▶ [Supplied records]:
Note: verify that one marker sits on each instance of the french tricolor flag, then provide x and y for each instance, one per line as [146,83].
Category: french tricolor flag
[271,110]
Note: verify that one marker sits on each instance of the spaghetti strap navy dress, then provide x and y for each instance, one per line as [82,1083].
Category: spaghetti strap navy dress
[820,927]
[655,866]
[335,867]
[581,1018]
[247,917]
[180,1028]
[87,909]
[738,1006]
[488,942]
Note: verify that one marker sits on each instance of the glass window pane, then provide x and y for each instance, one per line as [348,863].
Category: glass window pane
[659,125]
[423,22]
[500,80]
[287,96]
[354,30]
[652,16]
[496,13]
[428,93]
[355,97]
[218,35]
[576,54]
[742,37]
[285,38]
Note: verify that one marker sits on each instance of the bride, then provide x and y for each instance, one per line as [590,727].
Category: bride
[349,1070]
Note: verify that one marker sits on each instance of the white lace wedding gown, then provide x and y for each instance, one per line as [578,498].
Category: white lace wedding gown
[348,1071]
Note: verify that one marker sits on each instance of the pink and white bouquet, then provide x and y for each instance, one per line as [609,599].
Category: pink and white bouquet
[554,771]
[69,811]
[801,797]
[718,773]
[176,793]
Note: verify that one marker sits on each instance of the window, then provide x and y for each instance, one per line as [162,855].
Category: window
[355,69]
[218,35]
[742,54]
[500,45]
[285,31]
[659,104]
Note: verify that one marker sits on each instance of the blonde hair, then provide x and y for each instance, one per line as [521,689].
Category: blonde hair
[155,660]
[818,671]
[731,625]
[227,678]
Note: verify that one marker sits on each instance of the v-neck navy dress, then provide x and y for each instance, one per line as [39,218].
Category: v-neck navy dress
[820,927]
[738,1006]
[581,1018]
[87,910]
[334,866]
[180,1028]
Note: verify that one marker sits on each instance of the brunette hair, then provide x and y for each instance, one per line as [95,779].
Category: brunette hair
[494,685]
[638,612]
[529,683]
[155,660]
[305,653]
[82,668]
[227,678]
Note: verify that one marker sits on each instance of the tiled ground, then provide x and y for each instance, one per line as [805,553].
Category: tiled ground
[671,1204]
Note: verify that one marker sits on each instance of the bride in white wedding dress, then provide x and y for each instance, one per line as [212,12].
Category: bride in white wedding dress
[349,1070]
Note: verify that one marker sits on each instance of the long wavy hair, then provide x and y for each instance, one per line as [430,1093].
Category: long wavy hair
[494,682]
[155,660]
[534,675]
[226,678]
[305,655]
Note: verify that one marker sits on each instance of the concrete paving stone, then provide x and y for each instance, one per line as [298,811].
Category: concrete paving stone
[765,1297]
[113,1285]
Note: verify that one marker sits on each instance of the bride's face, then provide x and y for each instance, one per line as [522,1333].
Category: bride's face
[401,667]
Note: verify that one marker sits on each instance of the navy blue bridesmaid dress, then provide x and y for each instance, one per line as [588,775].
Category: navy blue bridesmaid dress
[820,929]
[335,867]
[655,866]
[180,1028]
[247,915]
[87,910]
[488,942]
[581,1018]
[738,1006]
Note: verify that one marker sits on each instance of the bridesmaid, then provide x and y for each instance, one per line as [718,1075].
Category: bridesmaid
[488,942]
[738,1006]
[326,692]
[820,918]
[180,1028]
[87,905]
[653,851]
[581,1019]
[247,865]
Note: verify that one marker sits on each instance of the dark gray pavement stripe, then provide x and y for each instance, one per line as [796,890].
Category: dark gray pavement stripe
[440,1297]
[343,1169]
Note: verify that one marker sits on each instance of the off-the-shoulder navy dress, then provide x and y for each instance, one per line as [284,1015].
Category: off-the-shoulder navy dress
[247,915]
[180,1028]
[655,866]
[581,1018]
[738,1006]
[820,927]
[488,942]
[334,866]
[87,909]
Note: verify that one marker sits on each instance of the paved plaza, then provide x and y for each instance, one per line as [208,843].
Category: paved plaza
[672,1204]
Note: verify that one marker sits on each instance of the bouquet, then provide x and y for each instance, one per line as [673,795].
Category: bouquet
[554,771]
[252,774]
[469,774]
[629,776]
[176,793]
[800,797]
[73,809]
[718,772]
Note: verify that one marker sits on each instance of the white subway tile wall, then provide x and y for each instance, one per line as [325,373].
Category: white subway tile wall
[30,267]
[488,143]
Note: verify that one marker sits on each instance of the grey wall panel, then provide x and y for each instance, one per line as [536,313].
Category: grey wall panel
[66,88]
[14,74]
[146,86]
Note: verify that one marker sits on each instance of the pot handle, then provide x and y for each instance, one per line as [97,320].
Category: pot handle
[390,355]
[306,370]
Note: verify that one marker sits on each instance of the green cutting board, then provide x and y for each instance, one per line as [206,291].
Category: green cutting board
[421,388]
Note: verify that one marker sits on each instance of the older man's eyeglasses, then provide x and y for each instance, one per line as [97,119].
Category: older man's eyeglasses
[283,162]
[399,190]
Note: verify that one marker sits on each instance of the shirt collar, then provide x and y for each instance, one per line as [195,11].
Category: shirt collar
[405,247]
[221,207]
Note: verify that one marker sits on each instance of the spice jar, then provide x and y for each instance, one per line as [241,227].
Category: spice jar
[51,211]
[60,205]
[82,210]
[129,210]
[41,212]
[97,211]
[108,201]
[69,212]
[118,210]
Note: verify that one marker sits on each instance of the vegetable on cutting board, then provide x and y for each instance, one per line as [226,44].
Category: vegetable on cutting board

▶ [Set exercise]: Your output consists solely of the lines from the one with "line as [206,291]." through the last line, copied exactly.

▶ [The answer]:
Note: verify that one marker sits on each instance of the green cutting board, then provide x and y for each instance, one per line as [206,291].
Category: green cutting board
[421,388]
Note: verify that one marker sits on each instance of the older man's eyeglasses, then provide x and y for each instance, one per line as [97,119].
Category: older man's eyeglasses
[283,162]
[399,190]
Note: verify that one marker sits on each instance of the shirt collar, then provide x and y for each instance, one per line as [195,11].
Category: shirt collar
[405,247]
[221,207]
Note: verify that one marker sits on each instance of the spice jar, then provide x and y for each instance, one per line as [241,227].
Category: spice jar
[51,211]
[60,205]
[82,210]
[129,210]
[41,212]
[97,211]
[108,201]
[69,212]
[118,210]
Note: verify that one marker sits on each instance of the vegetable on cutting board, then provide x and y for each instance, one per line as [226,44].
Category: vegetable on cutting board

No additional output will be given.